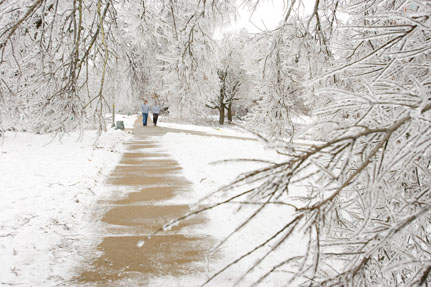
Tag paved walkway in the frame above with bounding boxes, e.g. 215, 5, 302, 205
77, 121, 218, 286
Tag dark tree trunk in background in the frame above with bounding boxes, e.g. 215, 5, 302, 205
227, 102, 232, 123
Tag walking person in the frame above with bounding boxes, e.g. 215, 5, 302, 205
141, 100, 150, 126
151, 102, 160, 126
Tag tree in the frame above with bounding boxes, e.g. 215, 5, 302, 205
0, 0, 115, 135
205, 32, 247, 125
164, 0, 431, 286
0, 0, 233, 133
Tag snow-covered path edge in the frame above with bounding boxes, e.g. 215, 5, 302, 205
0, 116, 136, 286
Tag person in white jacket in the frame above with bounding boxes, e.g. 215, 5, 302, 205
141, 100, 150, 126
151, 102, 160, 126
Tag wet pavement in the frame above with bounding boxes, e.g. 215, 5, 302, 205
76, 120, 214, 286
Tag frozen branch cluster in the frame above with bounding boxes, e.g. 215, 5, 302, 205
164, 0, 431, 286
0, 0, 115, 135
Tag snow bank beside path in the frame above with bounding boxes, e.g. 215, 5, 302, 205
160, 126, 306, 286
0, 116, 136, 286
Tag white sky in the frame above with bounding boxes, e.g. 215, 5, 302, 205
228, 0, 315, 33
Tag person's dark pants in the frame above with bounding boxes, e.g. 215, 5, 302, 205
142, 113, 148, 126
153, 114, 159, 126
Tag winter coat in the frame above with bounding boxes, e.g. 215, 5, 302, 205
151, 104, 160, 114
141, 104, 150, 114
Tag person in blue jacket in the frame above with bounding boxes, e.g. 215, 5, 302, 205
151, 102, 160, 126
141, 100, 150, 126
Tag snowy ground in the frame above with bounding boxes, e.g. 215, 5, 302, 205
157, 123, 308, 286
0, 116, 310, 286
0, 116, 136, 286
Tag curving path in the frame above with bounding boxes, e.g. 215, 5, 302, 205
76, 120, 218, 286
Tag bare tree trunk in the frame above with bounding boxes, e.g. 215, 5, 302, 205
227, 102, 232, 123
218, 103, 225, 125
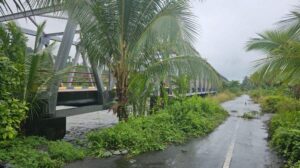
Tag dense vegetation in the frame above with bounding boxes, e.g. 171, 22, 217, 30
250, 88, 300, 168
88, 97, 227, 156
0, 137, 85, 168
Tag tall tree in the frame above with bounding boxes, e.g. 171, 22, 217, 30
75, 0, 217, 120
3, 0, 223, 120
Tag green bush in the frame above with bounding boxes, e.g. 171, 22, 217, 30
0, 137, 84, 168
88, 97, 227, 157
271, 127, 300, 163
269, 111, 300, 168
0, 99, 28, 141
261, 96, 284, 113
261, 96, 300, 113
48, 141, 85, 162
269, 111, 300, 136
0, 56, 28, 141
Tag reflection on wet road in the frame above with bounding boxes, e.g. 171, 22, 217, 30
67, 95, 280, 168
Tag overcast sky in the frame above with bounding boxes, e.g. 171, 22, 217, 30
12, 0, 300, 80
192, 0, 300, 80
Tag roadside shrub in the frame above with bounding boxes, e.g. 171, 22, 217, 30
261, 96, 300, 113
0, 99, 28, 141
261, 96, 284, 113
209, 90, 240, 103
0, 137, 83, 168
48, 141, 85, 162
88, 97, 227, 157
271, 127, 300, 163
269, 111, 300, 136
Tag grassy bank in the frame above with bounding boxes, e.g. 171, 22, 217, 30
88, 97, 228, 157
0, 137, 85, 168
0, 97, 228, 168
250, 90, 300, 168
208, 90, 241, 103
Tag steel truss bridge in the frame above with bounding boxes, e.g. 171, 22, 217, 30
0, 7, 215, 117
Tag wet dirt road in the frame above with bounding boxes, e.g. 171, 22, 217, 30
66, 95, 281, 168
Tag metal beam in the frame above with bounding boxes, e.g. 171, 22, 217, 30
0, 6, 62, 22
91, 63, 106, 104
49, 19, 77, 116
81, 53, 95, 86
45, 30, 80, 37
37, 14, 68, 20
55, 105, 105, 117
68, 46, 80, 87
21, 28, 78, 45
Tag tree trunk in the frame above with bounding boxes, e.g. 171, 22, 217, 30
115, 69, 128, 121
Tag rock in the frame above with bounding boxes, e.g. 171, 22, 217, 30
0, 162, 5, 168
113, 150, 121, 155
4, 163, 13, 168
181, 149, 187, 153
121, 149, 128, 155
103, 151, 112, 157
129, 159, 136, 164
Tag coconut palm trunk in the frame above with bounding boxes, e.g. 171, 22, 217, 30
115, 65, 128, 121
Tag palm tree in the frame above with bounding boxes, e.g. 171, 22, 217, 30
0, 22, 63, 118
3, 0, 223, 120
75, 0, 221, 120
247, 20, 300, 84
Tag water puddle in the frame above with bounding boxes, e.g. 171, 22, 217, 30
66, 95, 281, 168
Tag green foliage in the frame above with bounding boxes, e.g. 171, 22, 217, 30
250, 88, 300, 168
0, 56, 28, 141
0, 56, 20, 100
48, 141, 85, 162
0, 137, 84, 168
88, 97, 227, 157
247, 8, 300, 84
261, 96, 300, 113
0, 99, 28, 140
271, 127, 300, 166
241, 111, 258, 120
208, 90, 240, 103
223, 81, 241, 94
261, 96, 284, 113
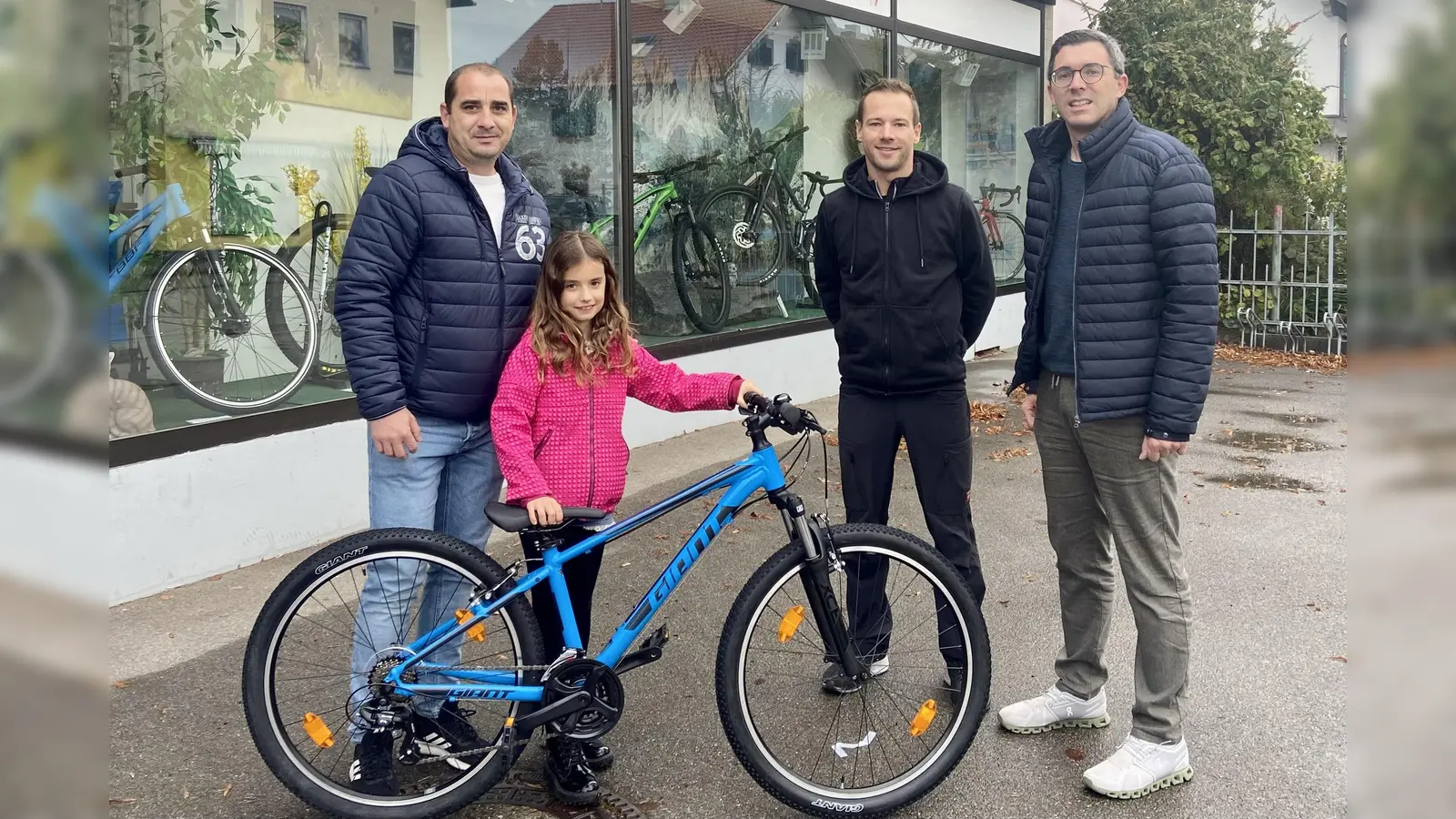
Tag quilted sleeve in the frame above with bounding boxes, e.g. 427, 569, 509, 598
628, 339, 743, 412
333, 165, 420, 420
490, 332, 551, 502
1146, 153, 1218, 440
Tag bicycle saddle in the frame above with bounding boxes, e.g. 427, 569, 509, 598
485, 501, 607, 532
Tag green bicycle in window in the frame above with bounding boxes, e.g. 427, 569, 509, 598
587, 155, 735, 332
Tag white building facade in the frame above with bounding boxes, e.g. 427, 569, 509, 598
102, 0, 1053, 603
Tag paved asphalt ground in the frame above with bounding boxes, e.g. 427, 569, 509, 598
109, 354, 1349, 819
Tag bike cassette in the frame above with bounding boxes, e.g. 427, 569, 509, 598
541, 659, 624, 739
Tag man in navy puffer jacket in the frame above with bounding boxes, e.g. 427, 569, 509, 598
1000, 31, 1218, 799
333, 63, 551, 795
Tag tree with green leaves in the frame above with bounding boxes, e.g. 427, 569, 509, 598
1094, 0, 1344, 216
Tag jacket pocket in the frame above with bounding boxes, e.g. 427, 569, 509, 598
410, 306, 430, 395
890, 308, 956, 380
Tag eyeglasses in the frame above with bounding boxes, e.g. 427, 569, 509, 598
1051, 63, 1112, 87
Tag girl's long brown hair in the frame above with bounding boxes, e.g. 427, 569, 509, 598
531, 230, 636, 385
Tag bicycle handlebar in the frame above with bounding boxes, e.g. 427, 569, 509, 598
738, 392, 824, 436
632, 152, 723, 182
752, 126, 810, 156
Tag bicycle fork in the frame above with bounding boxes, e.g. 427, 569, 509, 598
774, 492, 871, 681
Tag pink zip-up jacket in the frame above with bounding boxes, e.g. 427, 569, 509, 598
490, 329, 743, 511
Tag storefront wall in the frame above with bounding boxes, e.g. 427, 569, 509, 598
109, 0, 1044, 602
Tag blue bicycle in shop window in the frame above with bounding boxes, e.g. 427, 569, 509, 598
242, 395, 990, 819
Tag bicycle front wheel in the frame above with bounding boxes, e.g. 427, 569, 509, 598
264, 213, 354, 380
696, 185, 788, 287
146, 242, 318, 414
990, 210, 1026, 284
718, 525, 990, 816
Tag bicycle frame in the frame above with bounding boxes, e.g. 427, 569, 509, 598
386, 446, 784, 703
590, 182, 677, 249
106, 182, 192, 293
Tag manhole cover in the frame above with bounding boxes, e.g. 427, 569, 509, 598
479, 773, 648, 819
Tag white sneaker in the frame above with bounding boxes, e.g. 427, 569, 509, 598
1000, 685, 1112, 733
1082, 736, 1192, 799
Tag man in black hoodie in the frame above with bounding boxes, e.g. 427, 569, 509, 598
814, 78, 996, 693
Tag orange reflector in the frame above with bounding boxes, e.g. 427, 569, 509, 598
303, 711, 333, 748
779, 606, 804, 642
456, 609, 485, 642
910, 700, 935, 736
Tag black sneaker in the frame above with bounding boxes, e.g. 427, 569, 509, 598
581, 739, 617, 773
546, 739, 602, 804
412, 703, 490, 771
820, 657, 890, 695
349, 732, 399, 795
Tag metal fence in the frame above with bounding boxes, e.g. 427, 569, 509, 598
1218, 207, 1349, 354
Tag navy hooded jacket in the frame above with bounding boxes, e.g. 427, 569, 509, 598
333, 116, 551, 422
1007, 99, 1218, 441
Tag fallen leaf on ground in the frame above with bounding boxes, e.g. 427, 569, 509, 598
1214, 344, 1345, 376
971, 400, 1006, 421
987, 446, 1031, 463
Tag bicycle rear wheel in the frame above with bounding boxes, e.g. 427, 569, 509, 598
718, 525, 990, 816
694, 185, 789, 287
672, 214, 733, 332
242, 529, 543, 819
146, 242, 318, 414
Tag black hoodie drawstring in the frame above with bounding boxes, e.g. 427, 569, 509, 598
915, 197, 925, 269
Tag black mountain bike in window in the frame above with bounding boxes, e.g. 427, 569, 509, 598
701, 126, 843, 305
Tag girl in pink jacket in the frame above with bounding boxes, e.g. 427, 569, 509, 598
490, 232, 759, 804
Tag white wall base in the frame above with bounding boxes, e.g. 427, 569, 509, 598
106, 303, 1024, 605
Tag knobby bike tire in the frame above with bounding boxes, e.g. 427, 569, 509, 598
243, 529, 544, 819
264, 213, 354, 380
716, 525, 992, 817
144, 242, 318, 415
697, 185, 788, 287
672, 214, 733, 332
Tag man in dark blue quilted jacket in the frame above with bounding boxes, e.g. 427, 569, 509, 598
1000, 31, 1218, 799
333, 63, 564, 795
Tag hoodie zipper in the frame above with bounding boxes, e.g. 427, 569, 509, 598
879, 182, 895, 389
587, 383, 597, 509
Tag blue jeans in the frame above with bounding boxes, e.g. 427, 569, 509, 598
349, 415, 502, 742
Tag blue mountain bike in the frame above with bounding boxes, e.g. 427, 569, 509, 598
243, 395, 990, 819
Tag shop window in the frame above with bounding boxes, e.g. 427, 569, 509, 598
632, 0, 888, 346
900, 35, 1043, 286
339, 13, 369, 68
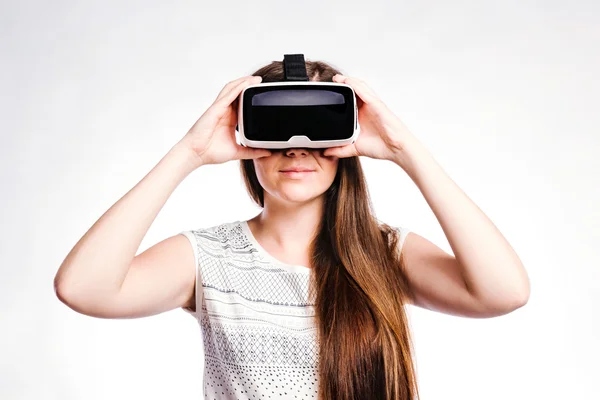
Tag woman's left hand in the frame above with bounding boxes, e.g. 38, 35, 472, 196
323, 75, 416, 160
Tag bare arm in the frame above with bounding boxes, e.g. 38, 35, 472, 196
54, 76, 271, 318
54, 142, 200, 316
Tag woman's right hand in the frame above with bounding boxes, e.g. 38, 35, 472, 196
180, 76, 271, 165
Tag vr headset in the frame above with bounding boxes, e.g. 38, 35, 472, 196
236, 54, 360, 149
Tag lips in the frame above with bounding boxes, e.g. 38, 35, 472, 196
281, 167, 314, 172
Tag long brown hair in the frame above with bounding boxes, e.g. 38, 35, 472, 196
240, 57, 418, 400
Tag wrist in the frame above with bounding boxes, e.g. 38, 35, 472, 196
167, 142, 204, 173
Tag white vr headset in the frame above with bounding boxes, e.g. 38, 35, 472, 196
236, 54, 360, 149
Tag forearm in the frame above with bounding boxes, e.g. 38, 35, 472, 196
54, 141, 198, 296
393, 143, 529, 306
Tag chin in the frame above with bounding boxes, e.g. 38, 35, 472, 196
279, 186, 324, 203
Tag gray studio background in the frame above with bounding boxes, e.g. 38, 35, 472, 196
0, 0, 600, 400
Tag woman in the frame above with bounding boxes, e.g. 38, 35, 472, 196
55, 57, 529, 399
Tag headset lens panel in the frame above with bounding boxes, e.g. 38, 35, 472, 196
242, 85, 355, 141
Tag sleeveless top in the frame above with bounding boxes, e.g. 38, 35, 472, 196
181, 221, 409, 400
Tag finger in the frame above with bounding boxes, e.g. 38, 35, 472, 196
215, 76, 262, 107
206, 76, 262, 121
215, 75, 262, 102
323, 144, 358, 158
240, 147, 273, 160
333, 74, 380, 104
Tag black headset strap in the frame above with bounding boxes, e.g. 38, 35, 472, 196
283, 54, 308, 81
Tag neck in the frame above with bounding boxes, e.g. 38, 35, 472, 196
248, 196, 324, 256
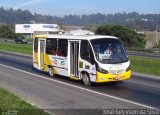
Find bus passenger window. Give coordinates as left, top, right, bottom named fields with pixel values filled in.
left=46, top=39, right=57, bottom=55
left=34, top=38, right=38, bottom=53
left=80, top=40, right=94, bottom=64
left=57, top=39, right=68, bottom=57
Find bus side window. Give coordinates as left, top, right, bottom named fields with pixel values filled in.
left=57, top=39, right=68, bottom=57
left=80, top=40, right=94, bottom=64
left=34, top=38, right=38, bottom=53
left=46, top=39, right=57, bottom=55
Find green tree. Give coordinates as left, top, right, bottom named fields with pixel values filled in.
left=95, top=25, right=145, bottom=47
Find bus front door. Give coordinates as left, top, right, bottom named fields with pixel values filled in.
left=70, top=41, right=79, bottom=78
left=38, top=39, right=45, bottom=70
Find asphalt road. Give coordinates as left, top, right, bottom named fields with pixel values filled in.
left=0, top=51, right=160, bottom=115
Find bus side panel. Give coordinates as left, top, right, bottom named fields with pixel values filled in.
left=33, top=52, right=38, bottom=69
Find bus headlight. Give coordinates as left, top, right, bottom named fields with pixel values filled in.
left=97, top=66, right=108, bottom=74
left=126, top=65, right=131, bottom=71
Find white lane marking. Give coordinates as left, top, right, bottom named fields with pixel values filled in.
left=132, top=72, right=160, bottom=80
left=0, top=64, right=159, bottom=110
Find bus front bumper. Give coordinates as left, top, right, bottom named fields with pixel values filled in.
left=96, top=70, right=131, bottom=83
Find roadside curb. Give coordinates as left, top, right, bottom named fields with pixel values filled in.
left=0, top=50, right=32, bottom=57
left=132, top=72, right=160, bottom=80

____________________

- [Exercise details]
Update the lines starting with the line that contains "Tag lips in" and going on through the line that contains "279, 186, 324, 203" by replacing "frame" with "image", leaving everything else unchanged.

- [Finished task]
Tag lips in the image above with bounding boxes, e.g. 38, 35, 472, 196
281, 167, 314, 172
Tag long brown hair in the image above with bounding boxes, e.g. 38, 35, 472, 196
240, 57, 418, 400
Tag wrist in the image above with bounding boxes, e.g. 38, 35, 472, 196
167, 142, 204, 173
Tag white vr headset in the image above with bounding boxes, e.g. 38, 35, 472, 196
236, 54, 360, 149
Tag forearm in the image above with bounding boxes, e.g. 38, 35, 472, 196
54, 141, 198, 296
393, 143, 529, 306
Tag chin in the image above with bounding boxes, e.g. 38, 35, 472, 196
279, 186, 324, 203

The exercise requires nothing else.